> **KURZE ÜBUNG A**: Gib aus den Datensätzen unten jede Zeile unverändert zurück, in der die Zeichenfolge „cloud“ vorkommt. Groß- und Kleinschreibung zählt.

> **ZITIERTER TEXTAUSZUG**:
========
Wir machen einen Test mit dem eBook, um Vor- und Nachteile gegenüber dem aBook (a wie analog) herauszufinden. So objektiv und neutral wie nur möglich! Die Ergebnisse vorweg: Sie sind erschütternd.

Punkt eins: Das eBook ist weitgehend nicht in der Lage, wie noch das simpelste aBook, Blumenblätter zwischen den Seiten trocken zu pressen. Schlägt man mit dem eBook mehrmals auf die Blätter des Delphinium grandiflorum ein (vulgo: Rittersporn), so bleibt nur ein wenig ansehnlicher Brei zurück.

Punkt zwei: Sie sind zwischen Nuuk und Kangerlussak auf Grönland mit dem Flugzeug abgestützt und haben ein aBook und Streichhölzer dabei. So retten Sie durch ein kleines Feuerchen ihr Leben. Ihr Nachbar mit dem eBook ist schon längst erfroren, es brennt nicht.

Punkt drei: Sie stellen ihr eBook in das ansonsten leere Bücheregal. Es sieht Scheiße aus.
========
> **EINGABEMATERIAL**:
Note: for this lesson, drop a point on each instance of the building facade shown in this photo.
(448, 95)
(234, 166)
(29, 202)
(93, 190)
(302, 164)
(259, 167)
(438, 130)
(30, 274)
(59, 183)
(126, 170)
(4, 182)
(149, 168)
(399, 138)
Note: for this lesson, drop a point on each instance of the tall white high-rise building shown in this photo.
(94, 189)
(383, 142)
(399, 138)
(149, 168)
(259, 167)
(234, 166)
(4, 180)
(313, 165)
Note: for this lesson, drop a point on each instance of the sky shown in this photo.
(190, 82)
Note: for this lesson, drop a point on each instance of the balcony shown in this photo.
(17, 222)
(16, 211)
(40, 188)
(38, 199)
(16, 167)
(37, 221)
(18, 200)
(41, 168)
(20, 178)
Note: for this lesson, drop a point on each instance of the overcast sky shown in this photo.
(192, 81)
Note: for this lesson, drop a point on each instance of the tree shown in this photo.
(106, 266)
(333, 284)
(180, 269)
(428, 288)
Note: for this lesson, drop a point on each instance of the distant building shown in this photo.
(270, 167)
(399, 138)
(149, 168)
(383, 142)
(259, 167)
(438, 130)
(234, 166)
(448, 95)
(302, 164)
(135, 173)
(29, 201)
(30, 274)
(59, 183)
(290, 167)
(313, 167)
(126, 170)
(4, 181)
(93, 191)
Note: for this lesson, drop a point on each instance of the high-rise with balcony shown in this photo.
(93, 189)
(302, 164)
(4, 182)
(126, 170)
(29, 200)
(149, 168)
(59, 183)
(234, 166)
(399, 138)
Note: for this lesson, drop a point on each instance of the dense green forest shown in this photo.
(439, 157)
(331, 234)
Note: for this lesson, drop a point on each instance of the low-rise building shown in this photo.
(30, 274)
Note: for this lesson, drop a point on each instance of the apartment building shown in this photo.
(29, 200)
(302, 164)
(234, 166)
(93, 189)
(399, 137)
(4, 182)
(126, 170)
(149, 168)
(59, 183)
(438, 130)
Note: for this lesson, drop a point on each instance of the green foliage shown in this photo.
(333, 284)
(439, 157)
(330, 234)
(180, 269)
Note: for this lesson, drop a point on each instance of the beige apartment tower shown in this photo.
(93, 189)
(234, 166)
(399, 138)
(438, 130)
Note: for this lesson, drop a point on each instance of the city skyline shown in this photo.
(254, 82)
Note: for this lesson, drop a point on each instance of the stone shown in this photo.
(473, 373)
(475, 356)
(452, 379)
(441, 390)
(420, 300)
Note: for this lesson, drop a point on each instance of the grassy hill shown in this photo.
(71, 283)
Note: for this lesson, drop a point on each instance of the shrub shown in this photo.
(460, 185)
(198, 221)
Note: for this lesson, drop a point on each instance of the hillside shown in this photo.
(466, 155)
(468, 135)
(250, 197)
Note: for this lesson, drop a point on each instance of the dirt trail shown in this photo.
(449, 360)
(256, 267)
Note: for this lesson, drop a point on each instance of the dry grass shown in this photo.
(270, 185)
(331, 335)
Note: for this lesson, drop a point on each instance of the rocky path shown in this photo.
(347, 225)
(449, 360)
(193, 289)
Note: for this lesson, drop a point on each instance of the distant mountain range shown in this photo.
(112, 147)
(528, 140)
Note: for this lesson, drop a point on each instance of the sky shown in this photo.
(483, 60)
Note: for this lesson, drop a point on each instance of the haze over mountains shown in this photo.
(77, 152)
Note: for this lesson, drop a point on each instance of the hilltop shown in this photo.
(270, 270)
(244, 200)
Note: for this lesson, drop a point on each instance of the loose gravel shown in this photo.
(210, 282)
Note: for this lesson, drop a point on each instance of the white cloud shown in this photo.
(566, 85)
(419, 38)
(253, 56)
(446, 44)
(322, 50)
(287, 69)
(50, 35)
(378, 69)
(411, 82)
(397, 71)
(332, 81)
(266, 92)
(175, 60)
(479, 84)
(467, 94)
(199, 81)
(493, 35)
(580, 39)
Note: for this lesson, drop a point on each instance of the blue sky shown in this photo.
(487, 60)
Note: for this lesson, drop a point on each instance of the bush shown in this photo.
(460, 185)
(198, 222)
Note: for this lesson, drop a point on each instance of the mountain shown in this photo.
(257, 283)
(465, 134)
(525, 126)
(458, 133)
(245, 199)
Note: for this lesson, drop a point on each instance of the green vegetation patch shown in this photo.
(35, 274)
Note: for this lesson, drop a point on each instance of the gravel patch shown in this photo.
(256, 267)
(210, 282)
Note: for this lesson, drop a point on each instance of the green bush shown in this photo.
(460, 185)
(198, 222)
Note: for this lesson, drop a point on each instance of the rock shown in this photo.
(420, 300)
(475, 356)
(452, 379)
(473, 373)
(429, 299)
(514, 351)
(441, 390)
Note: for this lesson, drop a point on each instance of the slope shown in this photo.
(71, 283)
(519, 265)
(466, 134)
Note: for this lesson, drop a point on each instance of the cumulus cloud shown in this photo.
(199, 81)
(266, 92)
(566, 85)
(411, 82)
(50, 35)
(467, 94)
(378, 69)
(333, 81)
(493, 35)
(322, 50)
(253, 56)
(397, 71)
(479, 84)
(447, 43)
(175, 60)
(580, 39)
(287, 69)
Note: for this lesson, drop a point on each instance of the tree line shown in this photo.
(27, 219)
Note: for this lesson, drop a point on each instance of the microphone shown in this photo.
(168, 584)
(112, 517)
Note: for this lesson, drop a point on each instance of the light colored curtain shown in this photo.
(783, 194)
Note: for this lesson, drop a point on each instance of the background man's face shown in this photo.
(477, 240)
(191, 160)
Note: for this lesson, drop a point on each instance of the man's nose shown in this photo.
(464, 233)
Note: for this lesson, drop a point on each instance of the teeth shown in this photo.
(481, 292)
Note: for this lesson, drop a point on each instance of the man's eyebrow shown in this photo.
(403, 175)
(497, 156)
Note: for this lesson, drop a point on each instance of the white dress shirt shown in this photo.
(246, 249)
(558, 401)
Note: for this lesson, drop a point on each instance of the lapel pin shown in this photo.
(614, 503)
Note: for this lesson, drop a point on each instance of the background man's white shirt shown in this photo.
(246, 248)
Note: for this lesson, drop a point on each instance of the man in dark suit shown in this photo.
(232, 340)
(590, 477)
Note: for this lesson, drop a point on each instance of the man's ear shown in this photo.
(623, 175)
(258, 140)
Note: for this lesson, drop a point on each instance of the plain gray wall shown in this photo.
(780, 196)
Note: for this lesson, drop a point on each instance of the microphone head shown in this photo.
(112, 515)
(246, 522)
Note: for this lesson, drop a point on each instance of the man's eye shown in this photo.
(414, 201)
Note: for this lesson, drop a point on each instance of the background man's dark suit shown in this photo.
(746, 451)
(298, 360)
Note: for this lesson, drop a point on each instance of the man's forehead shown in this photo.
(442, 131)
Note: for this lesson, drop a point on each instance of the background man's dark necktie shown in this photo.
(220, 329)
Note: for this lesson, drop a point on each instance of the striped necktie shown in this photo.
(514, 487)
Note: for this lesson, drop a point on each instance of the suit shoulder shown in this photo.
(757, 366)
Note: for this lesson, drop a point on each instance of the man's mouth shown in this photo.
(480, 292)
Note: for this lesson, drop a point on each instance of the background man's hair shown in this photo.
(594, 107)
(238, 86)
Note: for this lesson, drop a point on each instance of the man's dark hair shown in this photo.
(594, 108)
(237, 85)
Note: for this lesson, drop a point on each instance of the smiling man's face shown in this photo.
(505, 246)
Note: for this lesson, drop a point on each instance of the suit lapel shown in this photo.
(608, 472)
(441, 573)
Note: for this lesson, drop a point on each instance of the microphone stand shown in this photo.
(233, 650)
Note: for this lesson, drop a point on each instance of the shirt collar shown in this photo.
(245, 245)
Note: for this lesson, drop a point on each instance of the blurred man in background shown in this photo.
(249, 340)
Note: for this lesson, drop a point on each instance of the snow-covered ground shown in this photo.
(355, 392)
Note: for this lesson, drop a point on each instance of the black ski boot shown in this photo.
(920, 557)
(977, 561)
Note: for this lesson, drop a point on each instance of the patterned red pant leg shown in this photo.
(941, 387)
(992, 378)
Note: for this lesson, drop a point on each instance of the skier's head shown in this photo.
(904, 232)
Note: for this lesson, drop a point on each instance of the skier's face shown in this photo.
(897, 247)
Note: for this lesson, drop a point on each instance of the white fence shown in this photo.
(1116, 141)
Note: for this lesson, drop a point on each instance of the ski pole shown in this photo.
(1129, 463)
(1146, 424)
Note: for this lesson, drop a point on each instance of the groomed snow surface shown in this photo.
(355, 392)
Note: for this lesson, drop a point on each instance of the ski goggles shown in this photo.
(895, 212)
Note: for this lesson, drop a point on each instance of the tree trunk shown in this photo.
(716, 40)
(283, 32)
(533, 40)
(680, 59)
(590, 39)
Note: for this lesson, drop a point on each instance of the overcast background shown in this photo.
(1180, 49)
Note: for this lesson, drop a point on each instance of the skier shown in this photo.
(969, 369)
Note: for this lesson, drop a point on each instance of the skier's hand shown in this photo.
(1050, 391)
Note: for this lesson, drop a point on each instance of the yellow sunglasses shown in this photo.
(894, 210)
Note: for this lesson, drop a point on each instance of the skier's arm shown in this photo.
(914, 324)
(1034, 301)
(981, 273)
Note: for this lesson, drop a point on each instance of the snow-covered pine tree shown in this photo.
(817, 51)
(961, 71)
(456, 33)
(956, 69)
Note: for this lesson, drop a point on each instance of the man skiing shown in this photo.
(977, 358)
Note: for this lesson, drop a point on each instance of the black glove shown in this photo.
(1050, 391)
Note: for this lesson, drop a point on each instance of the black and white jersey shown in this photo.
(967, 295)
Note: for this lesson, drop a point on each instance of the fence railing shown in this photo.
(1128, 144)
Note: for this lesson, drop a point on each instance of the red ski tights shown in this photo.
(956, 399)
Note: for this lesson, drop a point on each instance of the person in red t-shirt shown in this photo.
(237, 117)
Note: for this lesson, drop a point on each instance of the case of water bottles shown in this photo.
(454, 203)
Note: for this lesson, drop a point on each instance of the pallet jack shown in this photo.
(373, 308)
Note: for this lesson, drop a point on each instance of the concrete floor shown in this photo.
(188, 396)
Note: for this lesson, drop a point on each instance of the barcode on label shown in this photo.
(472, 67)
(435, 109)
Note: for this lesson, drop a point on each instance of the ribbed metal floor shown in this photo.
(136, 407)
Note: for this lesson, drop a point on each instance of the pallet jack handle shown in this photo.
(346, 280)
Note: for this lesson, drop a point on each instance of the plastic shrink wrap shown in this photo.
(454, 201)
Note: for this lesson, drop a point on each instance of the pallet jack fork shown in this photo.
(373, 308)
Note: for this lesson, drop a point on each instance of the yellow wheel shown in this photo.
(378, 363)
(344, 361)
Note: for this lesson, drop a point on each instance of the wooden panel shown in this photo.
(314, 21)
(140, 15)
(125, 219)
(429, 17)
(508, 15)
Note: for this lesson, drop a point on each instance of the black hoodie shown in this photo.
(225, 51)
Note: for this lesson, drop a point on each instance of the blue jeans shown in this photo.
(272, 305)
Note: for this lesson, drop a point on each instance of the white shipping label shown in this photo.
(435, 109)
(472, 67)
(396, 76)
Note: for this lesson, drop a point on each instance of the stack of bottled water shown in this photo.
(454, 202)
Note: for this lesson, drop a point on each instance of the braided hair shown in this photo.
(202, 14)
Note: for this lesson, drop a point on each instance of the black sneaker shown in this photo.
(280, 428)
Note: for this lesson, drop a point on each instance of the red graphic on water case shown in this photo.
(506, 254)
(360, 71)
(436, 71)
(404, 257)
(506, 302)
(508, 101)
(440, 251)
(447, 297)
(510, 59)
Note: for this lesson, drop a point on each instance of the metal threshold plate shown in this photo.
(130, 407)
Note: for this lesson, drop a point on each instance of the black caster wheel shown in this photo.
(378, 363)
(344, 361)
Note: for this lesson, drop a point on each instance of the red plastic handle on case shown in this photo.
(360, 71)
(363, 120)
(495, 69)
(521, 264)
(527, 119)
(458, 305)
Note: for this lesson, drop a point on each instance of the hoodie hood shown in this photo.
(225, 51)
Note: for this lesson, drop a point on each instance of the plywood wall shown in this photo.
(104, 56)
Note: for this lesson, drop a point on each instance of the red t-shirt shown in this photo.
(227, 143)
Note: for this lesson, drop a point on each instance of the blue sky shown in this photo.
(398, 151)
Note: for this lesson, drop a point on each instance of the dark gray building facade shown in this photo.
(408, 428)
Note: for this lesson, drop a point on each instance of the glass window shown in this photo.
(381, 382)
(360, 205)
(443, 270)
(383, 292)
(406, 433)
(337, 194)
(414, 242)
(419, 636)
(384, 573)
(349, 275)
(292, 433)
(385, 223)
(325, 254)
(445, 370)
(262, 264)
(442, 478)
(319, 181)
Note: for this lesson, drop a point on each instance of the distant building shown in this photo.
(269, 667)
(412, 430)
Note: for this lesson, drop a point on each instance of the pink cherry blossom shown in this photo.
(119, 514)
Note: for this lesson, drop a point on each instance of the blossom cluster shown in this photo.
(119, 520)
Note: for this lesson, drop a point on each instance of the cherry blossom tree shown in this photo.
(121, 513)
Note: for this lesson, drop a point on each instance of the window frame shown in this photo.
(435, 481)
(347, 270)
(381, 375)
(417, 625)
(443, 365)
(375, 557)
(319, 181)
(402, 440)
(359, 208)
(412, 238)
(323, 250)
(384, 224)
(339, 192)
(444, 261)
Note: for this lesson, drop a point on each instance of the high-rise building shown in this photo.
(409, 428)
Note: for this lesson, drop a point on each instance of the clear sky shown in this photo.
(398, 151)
========
> **KURZE ÜBUNG B**: Nimm den Text über den Vergleich von eBook und aBook oben wieder auf und schreibe ihn nach seinem letzten Satz weiter.

> **ERGEBNIS DER ÜBUNG A**:
Note: for this lesson, drop a point on each instance of the white cloud shown in this photo.
Note: for this lesson, drop a point on each instance of the cumulus cloud shown in this photo.

> **ERGEBNIS DER ÜBUNG B**:
Punkt vier: Sie werfen statt wie üblich mit dem Reclamheftchen "Heidegger Martin: Der Ursprung des Kunstwerkes" mit Ihrem eBook in einer Auseinandersetzung nach dem Partner. Folge: Trennung und langjährige Schadensersatzzahlungen.

Punkt fünf: Edgar Wibeau in Ulrich Plenzdorfs Roman "Die neuen Leiden des jungen W." kommt auf dem Klo nur deshalb in Kontakt mit Goethe, weil das aBook auch auf dem Örtchen zu gebrauchen ist. Kollege Harald verweigerte in dieser Hinsicht übrigens jeden Test.

Punkt sechs: Sie können zwar auch auf dem Bildschirm des eBooks mit einem Filzstift ganze Sätze unterstreichen, es bringt aber nicht wirklich was.

Punkt sieben: Im eBook sind zwar Dostojewski und Schiller drin, wichtige Werke der Weltliteratur wie die gesammelten Reden von Nicolae Ceausescu fehlen jedoch.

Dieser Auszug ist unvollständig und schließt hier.